---------- TRECHO ----------

“Finalmente mais uma guerra cheia de mentiras acabou...”, são essas as palavras iniciais da apresentação desse livro de capa impactante, cujo nome pode soar como uma blasfêmia aos ouvidos dos mais puritanos. Não sem razão, Elenilson Nascimento, seu autor, expõe inicialmente um destemido e consciente discurso sobre os principais problemas da atualidade, enfatizando as dificuldades de se escrever em um país onde a educação cada vez mais entregue a interesses políticos reproduz crescentemente legiões e mais legiões de seguidores de uma cultura pasteurizada e superficial. Assim, nessa sua proposta de elucidação das verdades não ditas, o escritor remonta-se ao axioma nietzscheziano do aniquilamento das crenças divinas para reportar-se a inoperância de Deus face às barbaridades do mundo.
Dessa maneira, a despeito do título, que de imediato pode está associado a uma coletânea de obscenidade emitidas por um ateu convicto, o autor baiano expõe, ainda na Apresentação da obra, um intrigante diálogo com Deus, a quem lhe atribuiu, a missão de desvelar as faces ocultas da raça humana, por meio do que denomina ser a escrita de “verve maldita”.
Assim como a belíssima ilustração da capa do livro, Elenilson mantém-se como uma espécie de anjo caído, de olhos vendados para os Jardins do Éden, recriando a beleza perdida por meio do lirismo de suas palavras, distancia-se do mito da perfeição divina, aproximando-se, com isso, cada vez mais do universo dos homens. E são muitas as alusões aos atos de um Deus “impiedoso” e “cruel”, tão qual é retratado nas construções do Antigo Testamento, no cerne da constatação de que os homens foram jogados no mundo entregues a sua própria sorte e estão suscetíveis a toda espécie de vilania e discriminação.
MATRIX – Talvez seja um pouco lunático mais extremante plausível estabelecer um elo de ligação entre esse jovem escritor com o herói cibernético Neo, do filme “Matrix”, visualizando-o como uma aberração ou vírus que assola o programa mestre que gerencia nossa realidade e nos conduz aos ditames do senso comum. Como um recém liberto das amarras da caverna nossa de interesses e alienação cotidiano, que tem acesso instantâneo ao universo das verdades ocultas e ainda um pouco tonto com tanta informação, Elenilson passa, dessa forma, sua mensagem de forma bombástica e incendiária.

---------- DADOS COLETADOS ----------

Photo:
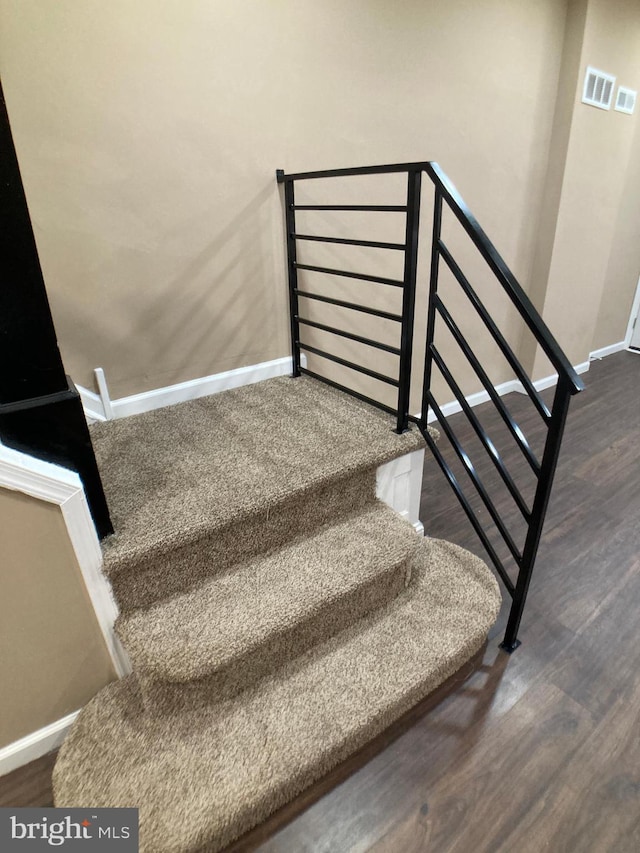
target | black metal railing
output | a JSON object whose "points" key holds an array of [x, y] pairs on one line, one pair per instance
{"points": [[541, 469]]}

----------

_INSTRUÇÕES DA TAREFA_
Escreva a continuação da resenha do livro de Elenilson Nascimento, começando logo após a última frase do trecho.

_RESULTADO DA TAREFA_
Muito além do fiel retrato da realidade doentia que cerca os domínios de nossas visões de mundo, propõe-se a libertação de todos os prisioneiros que se encontram acorrentados à escuridão das cavernas, dos templos, dos edifícios, dos lares e da própria sorte. E esse subliminar conclame de emancipação da mente humana ocorre de maneira sutil, irônica e inteligente através de uma linguagem metafórica, subjetiva, através do qual aborda uma temática que pode beirar o absurdo realista para os desatentos, ou simplesmente o realismo sensato para uns poucos que corroboram com a interpretação caótica do mundo.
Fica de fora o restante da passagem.